>> Start
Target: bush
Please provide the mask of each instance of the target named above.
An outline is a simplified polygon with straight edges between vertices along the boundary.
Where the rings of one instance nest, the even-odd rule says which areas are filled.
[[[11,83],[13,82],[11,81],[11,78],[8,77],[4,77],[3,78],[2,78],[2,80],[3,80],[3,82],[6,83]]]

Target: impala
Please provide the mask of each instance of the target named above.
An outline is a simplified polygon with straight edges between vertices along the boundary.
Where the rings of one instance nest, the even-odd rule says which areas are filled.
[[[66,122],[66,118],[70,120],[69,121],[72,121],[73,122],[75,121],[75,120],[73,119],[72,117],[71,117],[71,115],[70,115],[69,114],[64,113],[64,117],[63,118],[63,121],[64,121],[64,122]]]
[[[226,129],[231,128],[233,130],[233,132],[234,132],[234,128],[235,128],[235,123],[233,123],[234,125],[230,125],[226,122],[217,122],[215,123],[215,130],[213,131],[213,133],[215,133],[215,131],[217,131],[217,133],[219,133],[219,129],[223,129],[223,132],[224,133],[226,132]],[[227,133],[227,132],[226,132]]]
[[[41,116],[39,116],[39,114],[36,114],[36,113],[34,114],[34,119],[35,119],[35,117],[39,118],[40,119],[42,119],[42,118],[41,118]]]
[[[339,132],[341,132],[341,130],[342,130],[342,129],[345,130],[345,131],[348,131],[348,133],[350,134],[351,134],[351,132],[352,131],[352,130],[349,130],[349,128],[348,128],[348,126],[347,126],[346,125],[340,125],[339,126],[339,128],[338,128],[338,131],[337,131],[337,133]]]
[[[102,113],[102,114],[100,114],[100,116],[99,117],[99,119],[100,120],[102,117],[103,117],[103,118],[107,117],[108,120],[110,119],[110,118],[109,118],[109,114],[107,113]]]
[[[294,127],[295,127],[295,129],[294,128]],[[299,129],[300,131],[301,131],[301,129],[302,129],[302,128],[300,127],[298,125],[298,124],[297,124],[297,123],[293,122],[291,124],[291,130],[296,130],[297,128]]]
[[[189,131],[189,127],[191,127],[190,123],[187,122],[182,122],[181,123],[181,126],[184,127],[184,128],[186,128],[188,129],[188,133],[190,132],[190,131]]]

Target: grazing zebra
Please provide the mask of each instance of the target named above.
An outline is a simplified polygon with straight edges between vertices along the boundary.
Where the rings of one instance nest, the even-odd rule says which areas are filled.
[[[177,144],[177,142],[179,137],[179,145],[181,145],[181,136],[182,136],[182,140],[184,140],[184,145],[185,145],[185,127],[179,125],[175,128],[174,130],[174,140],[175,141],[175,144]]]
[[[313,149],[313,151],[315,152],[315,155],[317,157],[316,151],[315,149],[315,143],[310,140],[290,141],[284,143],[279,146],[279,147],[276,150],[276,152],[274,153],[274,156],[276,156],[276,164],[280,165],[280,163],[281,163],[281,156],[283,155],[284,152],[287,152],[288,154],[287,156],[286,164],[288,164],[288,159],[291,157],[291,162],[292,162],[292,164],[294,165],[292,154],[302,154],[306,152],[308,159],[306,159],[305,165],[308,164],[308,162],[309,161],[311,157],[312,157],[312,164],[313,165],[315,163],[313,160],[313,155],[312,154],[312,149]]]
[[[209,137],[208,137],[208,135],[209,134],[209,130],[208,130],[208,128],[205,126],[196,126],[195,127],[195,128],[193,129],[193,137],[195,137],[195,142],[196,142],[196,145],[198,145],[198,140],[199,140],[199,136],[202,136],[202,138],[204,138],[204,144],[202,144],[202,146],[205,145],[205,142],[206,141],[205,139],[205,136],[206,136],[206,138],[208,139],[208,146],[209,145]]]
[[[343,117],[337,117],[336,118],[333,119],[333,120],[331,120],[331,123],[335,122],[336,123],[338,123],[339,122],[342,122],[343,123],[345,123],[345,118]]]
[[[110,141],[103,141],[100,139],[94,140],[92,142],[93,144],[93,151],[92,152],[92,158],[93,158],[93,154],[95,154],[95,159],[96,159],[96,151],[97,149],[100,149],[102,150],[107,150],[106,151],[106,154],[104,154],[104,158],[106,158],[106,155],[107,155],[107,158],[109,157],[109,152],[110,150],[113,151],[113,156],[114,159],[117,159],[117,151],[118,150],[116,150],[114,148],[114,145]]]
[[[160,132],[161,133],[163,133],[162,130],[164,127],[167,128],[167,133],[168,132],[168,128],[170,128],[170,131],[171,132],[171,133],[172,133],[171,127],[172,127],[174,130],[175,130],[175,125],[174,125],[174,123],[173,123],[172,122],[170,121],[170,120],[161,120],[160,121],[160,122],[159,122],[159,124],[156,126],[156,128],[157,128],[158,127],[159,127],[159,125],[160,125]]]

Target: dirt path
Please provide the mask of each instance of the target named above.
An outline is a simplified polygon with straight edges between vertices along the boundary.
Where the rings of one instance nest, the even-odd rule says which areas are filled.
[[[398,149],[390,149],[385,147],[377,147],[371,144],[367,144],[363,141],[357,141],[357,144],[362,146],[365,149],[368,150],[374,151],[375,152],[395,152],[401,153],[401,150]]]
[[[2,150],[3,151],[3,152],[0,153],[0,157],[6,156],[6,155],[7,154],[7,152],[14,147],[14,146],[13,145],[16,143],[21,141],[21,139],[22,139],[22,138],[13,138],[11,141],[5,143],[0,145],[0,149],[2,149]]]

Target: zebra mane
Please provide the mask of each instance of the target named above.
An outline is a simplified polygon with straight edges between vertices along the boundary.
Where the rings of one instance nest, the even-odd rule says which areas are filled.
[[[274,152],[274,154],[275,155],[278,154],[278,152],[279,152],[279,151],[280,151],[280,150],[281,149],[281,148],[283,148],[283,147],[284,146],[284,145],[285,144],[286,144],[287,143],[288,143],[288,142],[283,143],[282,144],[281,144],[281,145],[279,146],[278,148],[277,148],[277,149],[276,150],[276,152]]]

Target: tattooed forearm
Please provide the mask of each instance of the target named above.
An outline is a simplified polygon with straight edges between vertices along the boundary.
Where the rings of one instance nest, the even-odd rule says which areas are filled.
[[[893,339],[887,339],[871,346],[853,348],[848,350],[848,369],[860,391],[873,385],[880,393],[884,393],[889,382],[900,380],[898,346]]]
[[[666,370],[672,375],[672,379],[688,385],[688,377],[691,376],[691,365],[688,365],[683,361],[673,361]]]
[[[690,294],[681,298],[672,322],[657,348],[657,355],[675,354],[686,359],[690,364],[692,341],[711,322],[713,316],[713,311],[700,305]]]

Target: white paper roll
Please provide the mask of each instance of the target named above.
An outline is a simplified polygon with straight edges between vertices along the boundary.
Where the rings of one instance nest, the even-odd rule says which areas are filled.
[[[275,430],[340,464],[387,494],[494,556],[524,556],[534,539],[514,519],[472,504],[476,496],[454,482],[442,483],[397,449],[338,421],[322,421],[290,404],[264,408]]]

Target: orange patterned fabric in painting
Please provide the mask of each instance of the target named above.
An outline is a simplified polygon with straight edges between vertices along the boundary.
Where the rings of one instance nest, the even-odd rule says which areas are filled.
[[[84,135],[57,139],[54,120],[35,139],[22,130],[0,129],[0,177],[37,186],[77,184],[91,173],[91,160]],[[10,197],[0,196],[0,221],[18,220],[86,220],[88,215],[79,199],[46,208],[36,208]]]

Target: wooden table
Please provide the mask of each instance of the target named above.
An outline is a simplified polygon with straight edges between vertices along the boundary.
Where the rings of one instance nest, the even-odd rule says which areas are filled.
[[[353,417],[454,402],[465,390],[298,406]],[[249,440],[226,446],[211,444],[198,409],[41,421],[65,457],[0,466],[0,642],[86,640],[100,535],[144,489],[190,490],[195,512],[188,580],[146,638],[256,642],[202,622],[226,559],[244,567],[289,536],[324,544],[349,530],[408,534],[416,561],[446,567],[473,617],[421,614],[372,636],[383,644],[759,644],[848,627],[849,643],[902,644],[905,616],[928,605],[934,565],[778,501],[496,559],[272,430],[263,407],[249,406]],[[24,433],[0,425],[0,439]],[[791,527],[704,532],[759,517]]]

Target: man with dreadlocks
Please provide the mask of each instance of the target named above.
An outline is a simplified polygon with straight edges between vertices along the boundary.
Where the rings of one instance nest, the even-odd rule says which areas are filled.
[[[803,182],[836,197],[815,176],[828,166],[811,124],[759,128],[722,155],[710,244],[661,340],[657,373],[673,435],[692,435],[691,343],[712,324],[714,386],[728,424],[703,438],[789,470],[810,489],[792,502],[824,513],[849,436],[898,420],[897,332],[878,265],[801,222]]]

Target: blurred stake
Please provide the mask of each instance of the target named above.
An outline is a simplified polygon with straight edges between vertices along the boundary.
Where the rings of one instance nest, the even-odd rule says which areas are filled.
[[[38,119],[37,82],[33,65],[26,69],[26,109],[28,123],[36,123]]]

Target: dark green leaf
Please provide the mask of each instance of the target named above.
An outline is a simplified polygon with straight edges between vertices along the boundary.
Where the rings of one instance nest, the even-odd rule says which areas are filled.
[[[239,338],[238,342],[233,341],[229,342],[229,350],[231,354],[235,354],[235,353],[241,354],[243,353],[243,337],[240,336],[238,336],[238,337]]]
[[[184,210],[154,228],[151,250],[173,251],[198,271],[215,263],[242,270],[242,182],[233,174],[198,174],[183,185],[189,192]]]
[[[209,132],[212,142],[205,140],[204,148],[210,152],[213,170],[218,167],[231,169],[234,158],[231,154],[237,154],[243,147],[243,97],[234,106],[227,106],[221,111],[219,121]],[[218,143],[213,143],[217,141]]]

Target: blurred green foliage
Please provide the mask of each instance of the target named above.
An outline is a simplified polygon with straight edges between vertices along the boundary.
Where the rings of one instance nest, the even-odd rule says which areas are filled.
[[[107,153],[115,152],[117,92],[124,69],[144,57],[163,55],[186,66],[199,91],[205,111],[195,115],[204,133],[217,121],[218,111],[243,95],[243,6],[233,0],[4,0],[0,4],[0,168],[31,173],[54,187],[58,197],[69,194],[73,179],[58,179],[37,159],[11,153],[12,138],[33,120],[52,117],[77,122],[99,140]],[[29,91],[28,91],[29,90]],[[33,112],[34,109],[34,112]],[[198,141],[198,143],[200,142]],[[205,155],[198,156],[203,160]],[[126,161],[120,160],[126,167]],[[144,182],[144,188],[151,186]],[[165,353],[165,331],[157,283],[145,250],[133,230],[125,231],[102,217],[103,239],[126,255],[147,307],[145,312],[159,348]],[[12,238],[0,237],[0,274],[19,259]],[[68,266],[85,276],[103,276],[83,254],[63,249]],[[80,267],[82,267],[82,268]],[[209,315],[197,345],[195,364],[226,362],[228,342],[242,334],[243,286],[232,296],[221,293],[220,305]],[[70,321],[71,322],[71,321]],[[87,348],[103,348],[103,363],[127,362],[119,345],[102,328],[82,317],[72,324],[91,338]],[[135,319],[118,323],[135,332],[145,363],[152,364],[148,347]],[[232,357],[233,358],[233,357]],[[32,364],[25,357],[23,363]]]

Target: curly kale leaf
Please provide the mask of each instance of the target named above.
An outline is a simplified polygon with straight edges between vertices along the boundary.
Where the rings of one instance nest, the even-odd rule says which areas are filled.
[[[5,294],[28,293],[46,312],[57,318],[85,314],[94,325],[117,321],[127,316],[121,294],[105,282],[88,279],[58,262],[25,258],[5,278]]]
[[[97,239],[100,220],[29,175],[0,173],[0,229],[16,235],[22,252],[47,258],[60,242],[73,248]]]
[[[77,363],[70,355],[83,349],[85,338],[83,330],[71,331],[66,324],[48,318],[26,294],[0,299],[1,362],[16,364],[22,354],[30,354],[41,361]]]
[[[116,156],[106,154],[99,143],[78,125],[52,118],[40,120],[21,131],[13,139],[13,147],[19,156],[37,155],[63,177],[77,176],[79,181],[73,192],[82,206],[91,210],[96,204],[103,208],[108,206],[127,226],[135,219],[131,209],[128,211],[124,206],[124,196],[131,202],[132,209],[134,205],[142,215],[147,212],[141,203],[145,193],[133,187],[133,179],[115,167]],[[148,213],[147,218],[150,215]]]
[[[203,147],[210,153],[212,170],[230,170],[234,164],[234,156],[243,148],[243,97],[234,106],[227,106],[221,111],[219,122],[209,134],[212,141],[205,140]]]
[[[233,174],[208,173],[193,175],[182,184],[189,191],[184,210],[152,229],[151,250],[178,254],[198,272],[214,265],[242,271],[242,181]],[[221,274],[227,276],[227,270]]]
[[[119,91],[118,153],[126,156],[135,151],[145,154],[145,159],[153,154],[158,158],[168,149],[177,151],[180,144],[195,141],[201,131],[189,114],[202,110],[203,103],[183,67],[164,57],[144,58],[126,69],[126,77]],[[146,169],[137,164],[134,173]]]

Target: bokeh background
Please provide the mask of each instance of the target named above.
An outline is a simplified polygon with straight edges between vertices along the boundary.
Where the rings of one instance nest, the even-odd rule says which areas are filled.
>> End
### Given exercise
Take the line with "Target: bokeh background" and all lines after it to the last line, and reproduce them exactly.

### Response
Target: bokeh background
Please provide the mask of each instance of the target named above.
An outline is a simplified polygon with straight edges between vertices along the boundary.
Where the rings of one instance nest, the even-odd rule says which areas are filled.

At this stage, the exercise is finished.